Selected excerpt>
################

Can PgBouncer session survive everything we throw at it?

February 06, 2020

 

This is part four of my technical response to a series of questions about the use of PgBouncer and what you need to look out for. To read the other posts in the series, use the links below. 

Part 1: Installing, configuring and testing persistent PostgreSQL connection pooling

Part 2: PgBouncer Connection Pooling: What to do when persistent connectivity is lost

Part 3: Can PgBouncer handle failover to a new machine?

 

In this post we're going to try something a little more extreme than in the previous blogs. We’ll bring the Master database down completely (in a controlled fashion - we don’t want to break anything, just simulate a complete database outage) and see if the PgBouncer session can survive everything we throw at it!

For the purpose of demonstration, I’ll use EDB Failover Manager™ (EFM) to control failover and management of the Virtual IP (VIP) during this process. EFM detects and controls any deliberate or accidental failover between databases in streaming replication, and passes the VIP between the current Master database to allow the application a single IP address with which to access the cluster currently maintaining the single point of truth in the system.

################

Data shown>

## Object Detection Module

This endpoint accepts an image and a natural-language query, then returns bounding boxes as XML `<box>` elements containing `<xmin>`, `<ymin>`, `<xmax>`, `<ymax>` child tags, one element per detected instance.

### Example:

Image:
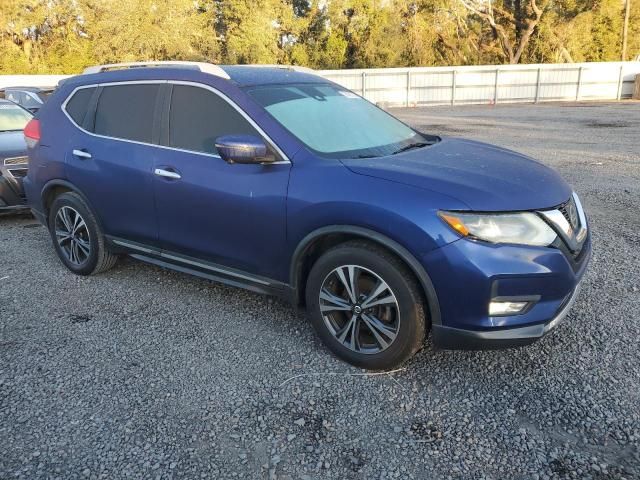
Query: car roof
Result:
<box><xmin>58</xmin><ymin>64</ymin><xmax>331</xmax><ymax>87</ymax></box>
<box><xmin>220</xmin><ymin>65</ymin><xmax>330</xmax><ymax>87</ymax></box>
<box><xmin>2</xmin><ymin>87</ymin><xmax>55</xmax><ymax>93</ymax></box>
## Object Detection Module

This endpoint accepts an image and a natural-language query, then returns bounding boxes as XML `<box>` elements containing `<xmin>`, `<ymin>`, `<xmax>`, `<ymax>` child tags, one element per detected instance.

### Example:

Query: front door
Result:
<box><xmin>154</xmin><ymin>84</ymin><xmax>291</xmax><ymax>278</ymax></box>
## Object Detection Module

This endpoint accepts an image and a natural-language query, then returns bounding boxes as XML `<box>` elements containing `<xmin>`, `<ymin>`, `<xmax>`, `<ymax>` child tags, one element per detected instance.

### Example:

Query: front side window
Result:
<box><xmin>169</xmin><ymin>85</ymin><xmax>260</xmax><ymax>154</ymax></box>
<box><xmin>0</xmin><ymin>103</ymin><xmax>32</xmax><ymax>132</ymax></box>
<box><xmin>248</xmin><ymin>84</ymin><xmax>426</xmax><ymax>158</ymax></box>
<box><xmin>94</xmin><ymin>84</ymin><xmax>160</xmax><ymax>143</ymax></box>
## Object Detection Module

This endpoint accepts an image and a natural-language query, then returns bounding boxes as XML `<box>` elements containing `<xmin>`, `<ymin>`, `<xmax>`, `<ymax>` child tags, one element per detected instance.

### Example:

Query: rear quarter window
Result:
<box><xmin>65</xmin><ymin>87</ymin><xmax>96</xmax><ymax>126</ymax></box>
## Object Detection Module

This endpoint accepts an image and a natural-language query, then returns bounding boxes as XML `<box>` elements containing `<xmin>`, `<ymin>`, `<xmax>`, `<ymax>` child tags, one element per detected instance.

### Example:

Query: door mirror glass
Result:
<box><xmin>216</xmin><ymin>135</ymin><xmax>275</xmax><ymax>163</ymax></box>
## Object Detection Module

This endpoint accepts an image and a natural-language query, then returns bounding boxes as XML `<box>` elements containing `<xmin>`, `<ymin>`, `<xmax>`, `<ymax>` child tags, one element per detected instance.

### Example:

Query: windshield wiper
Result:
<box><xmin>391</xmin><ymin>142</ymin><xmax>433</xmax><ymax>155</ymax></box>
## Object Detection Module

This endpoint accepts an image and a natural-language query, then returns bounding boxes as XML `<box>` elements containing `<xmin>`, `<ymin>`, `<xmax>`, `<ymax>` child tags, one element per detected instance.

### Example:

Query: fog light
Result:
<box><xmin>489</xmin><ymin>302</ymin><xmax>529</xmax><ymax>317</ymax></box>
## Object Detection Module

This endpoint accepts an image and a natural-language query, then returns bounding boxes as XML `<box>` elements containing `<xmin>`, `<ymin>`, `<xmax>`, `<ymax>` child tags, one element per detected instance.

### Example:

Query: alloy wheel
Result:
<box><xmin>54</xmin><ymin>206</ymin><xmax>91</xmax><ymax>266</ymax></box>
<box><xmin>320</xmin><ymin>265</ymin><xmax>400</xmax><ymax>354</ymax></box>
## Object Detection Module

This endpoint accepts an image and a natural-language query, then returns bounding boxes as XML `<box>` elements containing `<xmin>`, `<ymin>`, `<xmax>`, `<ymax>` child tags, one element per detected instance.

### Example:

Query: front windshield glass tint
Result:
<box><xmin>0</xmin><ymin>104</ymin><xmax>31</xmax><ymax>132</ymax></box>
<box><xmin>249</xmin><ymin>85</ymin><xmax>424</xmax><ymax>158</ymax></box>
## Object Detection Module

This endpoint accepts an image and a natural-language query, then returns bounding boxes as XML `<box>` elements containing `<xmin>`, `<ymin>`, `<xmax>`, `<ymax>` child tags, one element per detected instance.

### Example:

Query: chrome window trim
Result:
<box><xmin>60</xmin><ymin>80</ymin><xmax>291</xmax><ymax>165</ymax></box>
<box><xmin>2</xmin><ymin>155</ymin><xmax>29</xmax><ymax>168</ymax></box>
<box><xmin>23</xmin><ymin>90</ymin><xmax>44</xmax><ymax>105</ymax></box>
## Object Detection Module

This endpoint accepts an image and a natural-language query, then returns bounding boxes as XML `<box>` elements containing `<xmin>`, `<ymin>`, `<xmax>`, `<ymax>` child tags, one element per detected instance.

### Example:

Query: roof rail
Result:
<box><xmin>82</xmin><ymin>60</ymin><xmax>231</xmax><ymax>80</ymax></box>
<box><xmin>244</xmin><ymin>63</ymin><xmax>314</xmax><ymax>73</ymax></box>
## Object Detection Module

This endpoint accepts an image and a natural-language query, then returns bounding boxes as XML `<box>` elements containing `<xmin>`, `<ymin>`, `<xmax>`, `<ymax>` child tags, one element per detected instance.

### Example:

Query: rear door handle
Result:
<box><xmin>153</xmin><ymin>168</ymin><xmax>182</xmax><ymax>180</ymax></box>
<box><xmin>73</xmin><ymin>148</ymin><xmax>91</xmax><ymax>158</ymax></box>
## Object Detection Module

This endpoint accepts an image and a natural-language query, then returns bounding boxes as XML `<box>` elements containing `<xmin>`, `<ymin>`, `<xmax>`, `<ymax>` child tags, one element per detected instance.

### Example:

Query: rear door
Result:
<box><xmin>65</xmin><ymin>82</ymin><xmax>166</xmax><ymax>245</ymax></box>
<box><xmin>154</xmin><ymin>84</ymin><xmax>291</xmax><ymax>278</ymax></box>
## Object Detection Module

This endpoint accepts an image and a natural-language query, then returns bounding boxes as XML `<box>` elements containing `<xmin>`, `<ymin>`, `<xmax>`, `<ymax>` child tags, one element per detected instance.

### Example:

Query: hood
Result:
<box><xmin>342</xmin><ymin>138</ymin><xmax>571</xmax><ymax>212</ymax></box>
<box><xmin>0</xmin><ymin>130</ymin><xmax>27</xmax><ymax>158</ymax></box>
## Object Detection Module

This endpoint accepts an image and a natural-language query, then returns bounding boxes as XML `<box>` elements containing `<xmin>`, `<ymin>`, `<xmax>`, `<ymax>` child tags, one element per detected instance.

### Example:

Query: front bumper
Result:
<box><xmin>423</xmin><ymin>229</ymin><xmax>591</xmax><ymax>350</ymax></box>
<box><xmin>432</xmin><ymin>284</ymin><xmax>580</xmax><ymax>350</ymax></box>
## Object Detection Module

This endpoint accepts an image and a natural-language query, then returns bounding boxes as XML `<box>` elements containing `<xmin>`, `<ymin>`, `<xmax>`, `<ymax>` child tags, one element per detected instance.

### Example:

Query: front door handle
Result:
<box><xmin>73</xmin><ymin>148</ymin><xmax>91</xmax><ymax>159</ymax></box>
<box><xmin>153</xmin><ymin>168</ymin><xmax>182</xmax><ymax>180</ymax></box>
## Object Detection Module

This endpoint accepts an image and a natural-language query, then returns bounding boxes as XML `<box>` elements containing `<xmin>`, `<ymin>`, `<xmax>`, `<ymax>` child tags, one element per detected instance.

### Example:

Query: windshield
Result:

################

Continue the PgBouncer failover post from the point where it stops, writing the next part in the same first-person technical style.

Exercise result>
You don’t need to use EFM; there are other options available with similar capabilities and with varying levels of support. For instance, pgpool-ii can provide connection pooling, replication and load balancing in addition to controlling the VIP. You can find information on the community edition of pgpool-ii (including watchdog VIP management) on this website. And, if you are looking for enterprise support, you can learn about the EDB version of pgpool-ii on the EnterpriseDB website

 

Performing Controlled Switchover

I’ll start by performing a controlled switchover (or “promote” command) using EFM, however, later I’ll bring down the Master database completely to simulate database failure. The VIP in my setup is always set to the reserved address 192.168.15.200, and PgBouncer will always connect to this IP address. The database host holding the VIP is marked with an asterisk * to the right of the VIP column.

# ./efm promote efm -switchover

Promote/switchover command accepted by local agent. Proceeding with promotion and will reconfigure original master. Run the 'cluster-status' command for information about the new cluster state.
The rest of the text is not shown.